• _The data_:
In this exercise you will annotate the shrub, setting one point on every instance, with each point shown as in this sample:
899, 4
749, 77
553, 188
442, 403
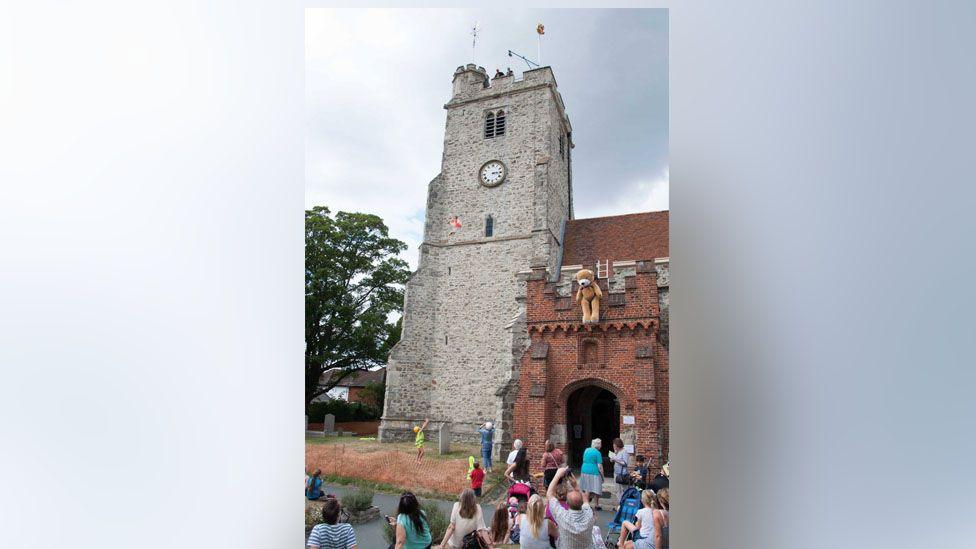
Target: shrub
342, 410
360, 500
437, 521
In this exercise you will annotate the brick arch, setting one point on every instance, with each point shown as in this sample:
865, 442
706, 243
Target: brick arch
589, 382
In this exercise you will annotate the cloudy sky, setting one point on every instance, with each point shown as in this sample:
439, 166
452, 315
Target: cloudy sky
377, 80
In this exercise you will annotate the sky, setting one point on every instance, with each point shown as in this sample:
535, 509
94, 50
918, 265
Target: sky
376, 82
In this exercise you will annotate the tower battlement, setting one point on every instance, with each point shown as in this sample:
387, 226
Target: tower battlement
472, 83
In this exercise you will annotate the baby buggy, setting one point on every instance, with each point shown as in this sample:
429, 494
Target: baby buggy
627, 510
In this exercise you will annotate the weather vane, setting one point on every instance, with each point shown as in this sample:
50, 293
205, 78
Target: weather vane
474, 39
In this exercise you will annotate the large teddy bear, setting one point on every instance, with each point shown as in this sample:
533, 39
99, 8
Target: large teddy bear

==

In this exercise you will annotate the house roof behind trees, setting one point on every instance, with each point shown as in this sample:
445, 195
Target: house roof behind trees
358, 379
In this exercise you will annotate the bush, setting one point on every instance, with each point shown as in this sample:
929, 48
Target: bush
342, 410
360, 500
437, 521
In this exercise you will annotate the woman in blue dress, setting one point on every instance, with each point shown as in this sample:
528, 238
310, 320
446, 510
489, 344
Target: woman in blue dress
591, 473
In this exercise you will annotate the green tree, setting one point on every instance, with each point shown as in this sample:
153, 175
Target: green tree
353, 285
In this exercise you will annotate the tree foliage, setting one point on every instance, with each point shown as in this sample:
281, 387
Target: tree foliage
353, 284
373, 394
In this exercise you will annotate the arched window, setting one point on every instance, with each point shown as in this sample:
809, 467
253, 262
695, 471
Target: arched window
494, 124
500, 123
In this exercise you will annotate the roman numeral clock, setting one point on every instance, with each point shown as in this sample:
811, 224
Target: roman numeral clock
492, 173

• _Work required_: Your answer should consist of the lines from the listing that hold the word "bear".

• _Reply to the task_:
In this exercise you will annotate the large teddy bear, setting one point on every instance, with each point shown as in this sample:
Target: large teddy bear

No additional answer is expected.